>> BEGIN Text excerpt
Part of the problem with the information is that people in general don't 
know where to find it or don't care to find it. It takes time which many 
people these days believe they don't have. I think these are the things we 
should make time for. In general people know what there beliefs are, they 
just need to find a candidate who feels the same way.

When it comes to the Party system I think you are exactly right. The fact 
that people get together in parties, and the federal government recognizes 
these parties keeps some of the brightest people from taking office.

The whole two party system has caused major problems. The whole party 
system has caused major problems. In the first 100 years, parties were 
created and recreated, renamed moved around, and for the sole purpose of 
making the other side loose power, and with no power there is no money, and 
it has gotten to the level today that if there is no money, there is no point.

I would love to see the day that people run for congress because they thing 
they can better their country not just their pockets. I don't blame it on 
any one party, I blame it on the party system.
>> END Text excerpt
>> BEGIN Data provided
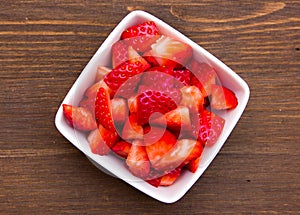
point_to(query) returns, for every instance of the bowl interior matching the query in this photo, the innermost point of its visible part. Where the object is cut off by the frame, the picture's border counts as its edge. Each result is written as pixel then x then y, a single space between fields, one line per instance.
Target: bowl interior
>> END Data provided
> Set tasks:
• A. Can you output the text on the party system from "The whole two" to "is no point."?
• B. How would you sum up the text on the party system in two sentences?

> Solved problems:
• A.
The whole two party system has caused major problems. The whole party 
system has caused major problems. In the first 100 years, parties were 
created and recreated, renamed moved around, and for the sole purpose of 
making the other side loose power, and with no power there is no money, and 
it has gotten to the level today that if there is no money, there is no point.

• B. The writer says many people don't know where to find political information or don't care to spend the time, though they generally know their beliefs and only need a candidate who shares them. The writer blames the party system for major problems, including keeping some of the brightest people from office and parties forming to make the other side lose power and money, and hopes people will one day run for Congress to better their country rather than their pockets.